▶ DATA PROVIDED
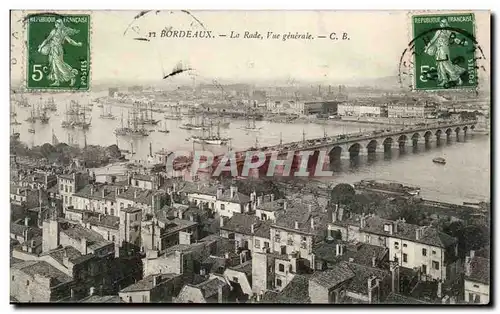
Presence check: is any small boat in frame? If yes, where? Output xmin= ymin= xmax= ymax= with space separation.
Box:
xmin=432 ymin=157 xmax=446 ymax=165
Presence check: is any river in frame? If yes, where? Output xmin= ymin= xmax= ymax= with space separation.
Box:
xmin=11 ymin=94 xmax=491 ymax=204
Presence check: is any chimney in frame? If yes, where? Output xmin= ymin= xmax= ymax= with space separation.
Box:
xmin=389 ymin=262 xmax=399 ymax=293
xmin=336 ymin=205 xmax=344 ymax=221
xmin=81 ymin=238 xmax=87 ymax=255
xmin=230 ymin=185 xmax=238 ymax=198
xmin=436 ymin=280 xmax=443 ymax=299
xmin=217 ymin=285 xmax=223 ymax=303
xmin=153 ymin=275 xmax=160 ymax=287
xmin=360 ymin=214 xmax=366 ymax=228
xmin=335 ymin=243 xmax=344 ymax=256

▶ GIVEN REQUEST
Reproduce the records above line for line, leaving out the pictures.

▶ RESULT OF THIS EXERCISE
Presence check: is any small boat in frame? If yes, where? Output xmin= ymin= xmax= ymax= with space separation.
Box:
xmin=432 ymin=157 xmax=446 ymax=165
Presence check: is any river in frame? If yes, where? Output xmin= ymin= xmax= ymax= with space separation.
Box:
xmin=11 ymin=94 xmax=491 ymax=204
Presence check: is any chimney in frame? If yes, where? Output xmin= ymin= xmax= ymax= with space separation.
Box:
xmin=389 ymin=262 xmax=399 ymax=293
xmin=336 ymin=205 xmax=344 ymax=221
xmin=81 ymin=238 xmax=87 ymax=255
xmin=230 ymin=185 xmax=238 ymax=198
xmin=436 ymin=280 xmax=443 ymax=299
xmin=217 ymin=285 xmax=223 ymax=303
xmin=153 ymin=275 xmax=160 ymax=287
xmin=360 ymin=214 xmax=366 ymax=228
xmin=335 ymin=243 xmax=344 ymax=256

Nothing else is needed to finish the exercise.